_TEXT PROVIDED:_
+ + +
Perhaps what happens is that there is readahead, but it's not sufficient
to parse more. Then we busy-loop here. What we could do is get the
length of the typeahed (or better: a hash) and if it's the same as last
time, ignore it.

> Since we do have a bunch different tests that started to fail I would
> really like to understand what is going on, might very well be that
> v8.2.4699 uncovered something we are doing wrong at our side.

> I also captured two channel logs, one where it fails and the other that
> pass (with
> sleep): https://gist.github.com/leitzler/c66e9a1b181e15516ff73cfdff530a14.
> The interesting part is at the end of broken.log where I manually kill the
> test at 115.17, but vim still remains running at 100% CPU afterwards:
>
> 0.944675 RECV on 0(sock): '[0,[85,"ex","normal 2dd"]]
> '
> 0.944682 : looking for messages on channels
> 0.944694 on 0: Getting JSON message 0
> 0.944699 on 0: Invoking channel callback <SNR>17_define
> 0.944770 : SafeState: reset: ins_typebuf()
> 0.944858 SEND on 0(sock): '[97,["callback",85,[""]]]
> '
> 0.944923 SEND on 0(sock):
> '[98,["function","function:GOVIM_internal_BufChanged",[1,9,11,-2,[{"lnum":9,"col":1,"added":-2,"end":11,"lines":[]}]]]]
> '
> 0.944936 on 0: Blocking read JSON for id 98
> 0.944941 : looking for messages on channels
> 0.944945 on 0: Waiting for up to 30000 msec
> 0.945009 RECV on 0(sock): '[96,["",""]]
> '
> 0.945017 : looking for messages on channels
> 115.174200 : raw terminal output: "^[[24;1H^[[m^[[0m"

It says waiting for 30 sec, but there appears to be a gap of 115 sec.


--
Over the years, I've developed my sense of deja vu so acutely that now
I can remember things that *have* happened before ...

leit...@gmail.com

unread,
Apr 26, 2022, 8:01:31 AM4/26/22
to vim_dev
> Perhaps what happens is that there is readahead, but it's not sufficient
> to parse more. Then we busy-loop here. What we could do is get the
> length of the typeahed (or better: a hash) and if it's the same as last
> time, ignore it.
+ + +
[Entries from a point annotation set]
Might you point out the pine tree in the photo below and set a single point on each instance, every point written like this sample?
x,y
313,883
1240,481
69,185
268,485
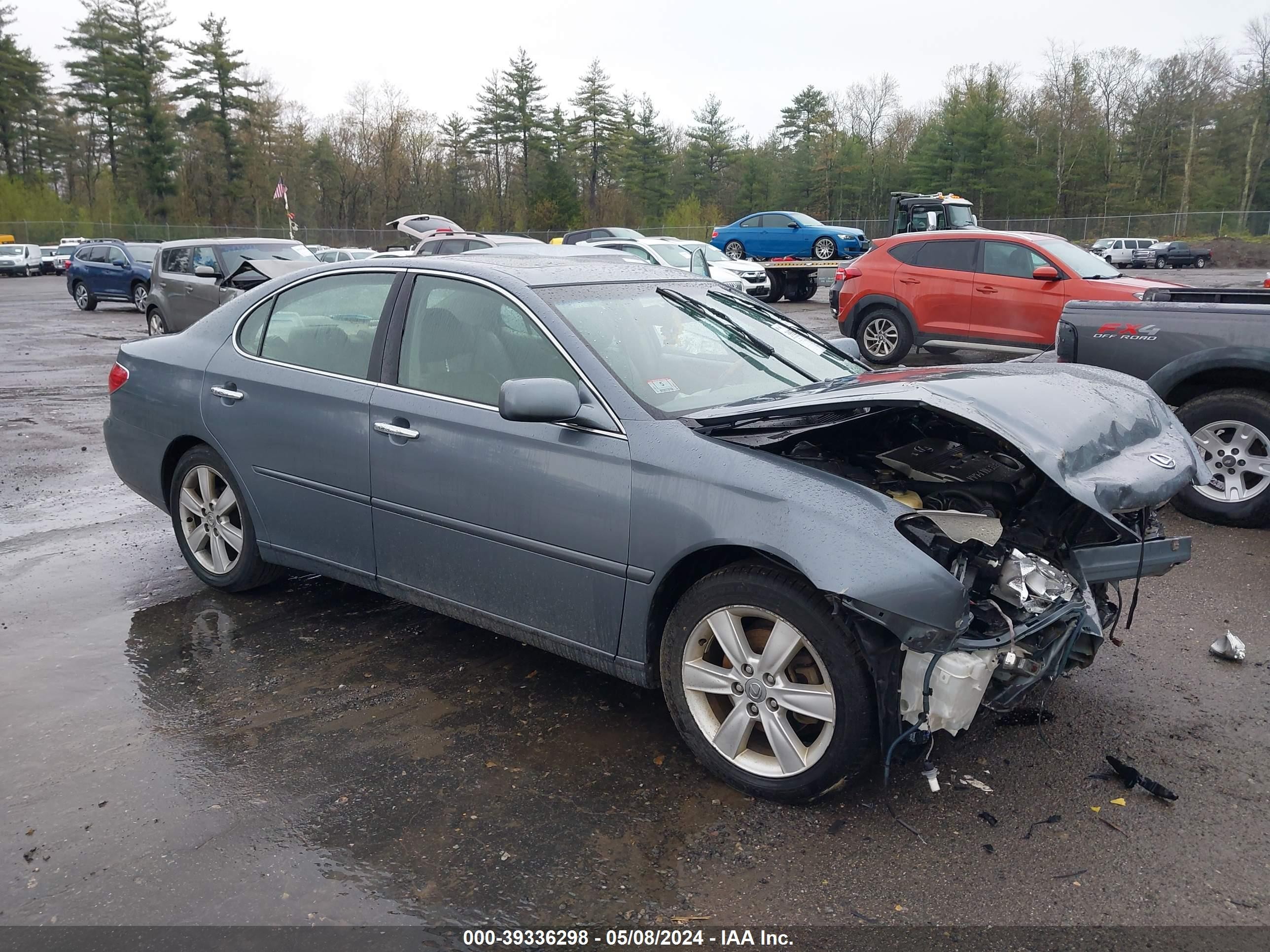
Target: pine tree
x,y
144,58
214,80
525,96
596,112
710,148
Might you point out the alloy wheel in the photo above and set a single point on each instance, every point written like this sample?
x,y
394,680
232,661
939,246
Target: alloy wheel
x,y
211,519
882,338
1238,455
759,692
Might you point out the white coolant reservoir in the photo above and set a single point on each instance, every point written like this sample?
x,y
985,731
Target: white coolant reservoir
x,y
957,687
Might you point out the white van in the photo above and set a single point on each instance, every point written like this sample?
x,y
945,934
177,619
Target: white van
x,y
22,261
1119,252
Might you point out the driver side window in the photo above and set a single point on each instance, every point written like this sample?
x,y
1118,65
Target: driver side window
x,y
464,340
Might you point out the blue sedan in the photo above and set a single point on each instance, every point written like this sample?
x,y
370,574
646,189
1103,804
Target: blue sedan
x,y
781,234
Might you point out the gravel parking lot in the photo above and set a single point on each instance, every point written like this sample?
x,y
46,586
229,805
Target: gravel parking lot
x,y
317,753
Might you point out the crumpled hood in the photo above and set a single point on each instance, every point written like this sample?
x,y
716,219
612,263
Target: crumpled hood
x,y
1092,431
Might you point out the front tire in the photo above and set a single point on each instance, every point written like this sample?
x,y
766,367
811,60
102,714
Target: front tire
x,y
769,691
212,525
884,337
1233,431
84,299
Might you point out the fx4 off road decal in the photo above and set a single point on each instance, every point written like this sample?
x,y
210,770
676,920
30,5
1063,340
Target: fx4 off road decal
x,y
1128,332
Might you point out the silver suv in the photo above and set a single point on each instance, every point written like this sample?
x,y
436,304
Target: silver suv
x,y
191,278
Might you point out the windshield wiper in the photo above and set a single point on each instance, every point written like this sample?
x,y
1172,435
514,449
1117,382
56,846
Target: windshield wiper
x,y
704,310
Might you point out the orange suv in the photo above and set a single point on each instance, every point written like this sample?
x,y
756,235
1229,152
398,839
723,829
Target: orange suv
x,y
984,291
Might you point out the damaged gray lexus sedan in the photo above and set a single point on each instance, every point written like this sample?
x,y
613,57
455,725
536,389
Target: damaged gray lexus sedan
x,y
666,481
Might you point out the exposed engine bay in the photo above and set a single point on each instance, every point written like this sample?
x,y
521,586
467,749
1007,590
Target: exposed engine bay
x,y
996,523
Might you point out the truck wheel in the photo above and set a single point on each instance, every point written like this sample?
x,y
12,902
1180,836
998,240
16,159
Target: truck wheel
x,y
1233,431
768,688
884,337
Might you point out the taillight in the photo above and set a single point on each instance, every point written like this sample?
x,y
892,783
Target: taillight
x,y
117,378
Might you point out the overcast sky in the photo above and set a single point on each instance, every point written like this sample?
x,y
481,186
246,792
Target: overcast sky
x,y
753,55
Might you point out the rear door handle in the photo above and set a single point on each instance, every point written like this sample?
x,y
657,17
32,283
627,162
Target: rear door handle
x,y
394,431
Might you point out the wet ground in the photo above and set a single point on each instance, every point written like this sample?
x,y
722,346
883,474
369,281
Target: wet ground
x,y
314,753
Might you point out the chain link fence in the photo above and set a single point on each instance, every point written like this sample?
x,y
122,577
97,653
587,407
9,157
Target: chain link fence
x,y
1079,229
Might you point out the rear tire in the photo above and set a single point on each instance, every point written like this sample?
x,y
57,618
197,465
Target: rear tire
x,y
84,299
214,531
1249,409
822,668
884,337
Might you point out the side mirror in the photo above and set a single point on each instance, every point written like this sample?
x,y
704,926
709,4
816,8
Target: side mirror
x,y
550,400
699,265
847,347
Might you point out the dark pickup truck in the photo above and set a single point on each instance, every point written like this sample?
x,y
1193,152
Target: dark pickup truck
x,y
1172,254
1207,353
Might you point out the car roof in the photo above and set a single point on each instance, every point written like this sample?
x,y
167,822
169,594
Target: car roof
x,y
183,243
539,271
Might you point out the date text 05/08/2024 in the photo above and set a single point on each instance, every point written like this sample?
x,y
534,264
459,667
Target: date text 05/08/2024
x,y
576,938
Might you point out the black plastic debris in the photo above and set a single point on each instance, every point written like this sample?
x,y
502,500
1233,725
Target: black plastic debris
x,y
1133,779
1025,717
1056,818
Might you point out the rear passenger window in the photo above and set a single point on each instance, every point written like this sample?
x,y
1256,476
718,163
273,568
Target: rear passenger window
x,y
906,252
328,324
176,261
951,256
464,340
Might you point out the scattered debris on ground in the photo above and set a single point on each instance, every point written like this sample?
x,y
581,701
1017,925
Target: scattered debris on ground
x,y
1055,818
1230,646
1133,779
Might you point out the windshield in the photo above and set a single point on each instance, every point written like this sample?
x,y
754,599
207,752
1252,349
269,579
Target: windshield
x,y
1077,261
676,357
235,254
713,254
673,256
958,216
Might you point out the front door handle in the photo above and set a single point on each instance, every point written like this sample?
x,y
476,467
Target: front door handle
x,y
394,431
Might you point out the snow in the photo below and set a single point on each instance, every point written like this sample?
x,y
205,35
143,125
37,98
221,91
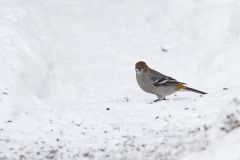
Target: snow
x,y
68,87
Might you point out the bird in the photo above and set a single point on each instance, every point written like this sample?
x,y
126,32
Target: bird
x,y
154,82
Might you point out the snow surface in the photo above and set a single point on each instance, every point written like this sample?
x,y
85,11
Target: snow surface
x,y
68,88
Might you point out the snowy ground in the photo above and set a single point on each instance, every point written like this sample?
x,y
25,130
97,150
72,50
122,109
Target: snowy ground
x,y
68,88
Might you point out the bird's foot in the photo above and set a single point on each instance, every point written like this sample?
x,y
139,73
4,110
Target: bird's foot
x,y
165,99
157,100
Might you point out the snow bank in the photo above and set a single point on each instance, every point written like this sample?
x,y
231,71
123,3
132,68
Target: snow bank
x,y
24,61
68,87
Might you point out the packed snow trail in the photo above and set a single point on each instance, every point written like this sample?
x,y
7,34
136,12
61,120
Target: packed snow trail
x,y
68,87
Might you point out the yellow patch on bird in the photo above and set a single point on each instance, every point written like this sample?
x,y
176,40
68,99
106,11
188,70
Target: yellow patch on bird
x,y
179,86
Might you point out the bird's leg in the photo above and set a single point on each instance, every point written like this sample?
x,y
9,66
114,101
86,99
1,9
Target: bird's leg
x,y
164,98
159,98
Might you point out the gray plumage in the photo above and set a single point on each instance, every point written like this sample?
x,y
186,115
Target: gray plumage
x,y
157,83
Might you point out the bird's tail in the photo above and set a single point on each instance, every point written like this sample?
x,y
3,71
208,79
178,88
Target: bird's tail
x,y
194,90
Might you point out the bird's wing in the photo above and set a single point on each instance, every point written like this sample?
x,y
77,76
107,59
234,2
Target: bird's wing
x,y
160,79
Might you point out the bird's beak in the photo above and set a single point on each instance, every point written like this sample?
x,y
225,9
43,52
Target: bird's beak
x,y
137,70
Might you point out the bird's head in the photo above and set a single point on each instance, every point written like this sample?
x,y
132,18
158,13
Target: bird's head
+ + +
_EXERCISE 1:_ According to the Vim channel thread, why does the person who captured the channel logs want to understand what is going on?
_EXERCISE 2:_ Resume the Vim channel thread from where it stops.

_EXERCISE OUTPUT 1:_ Several different tests have started to fail. That person suspects v8.2.4699 may have uncovered something being done wrong on their own side.

_EXERCISE OUTPUT 2:_
Yes, that sounds like a plausible explanation and a good idea. My C is unfortunately way too rusty to submit a patch, but I'd be more than happy to try out any patches if you'd like confirmation before pushing a change.

> It says waiting for 30 sec, but there appears to be a gap of 115 sec.

The job itself is initiated via job_start() with a timeout of 30000, but that timeout never occurs when vim hangs like this. I killed it manually after 115 sec.

Bram Moolenaar

unread,
Apr 26, 2022, 1:47:26 PM4/26/22
to vim...@googlegroups.com, leit...@gmail.com

> > Perhaps what happens is that there is readahead, but it's not sufficient
> > to parse more. Then we busy-loop here. What we could do is get the
> > length of the typeahed (or better: a hash) and if it's the same as last
> > time, ignore it.
>
> Yes, that sounds like a plausible explanation and a good idea. My C is
> unfortunately way too rusty to submit a patch, but I'd be more than happy
> to try out any patches if you'd like confirmation before pushing a change.
>
> > It says waiting for 30 sec, but there appears to be a gap of 115 sec.
>
> The job itself is initiated via job_start() with a timeout of 30000, but
> that timeout never occurs when vim hangs like this. I killed it manually
> after 115 sec.

Yeah, if it loops here it doesn't get to the part where it uses the
timeout.

I can guess what happens, I'll make a patch based on that. But I can't
be 100% sure it will solve the problem. Please check after the relevant
patch. I don't know how to write a test for this too.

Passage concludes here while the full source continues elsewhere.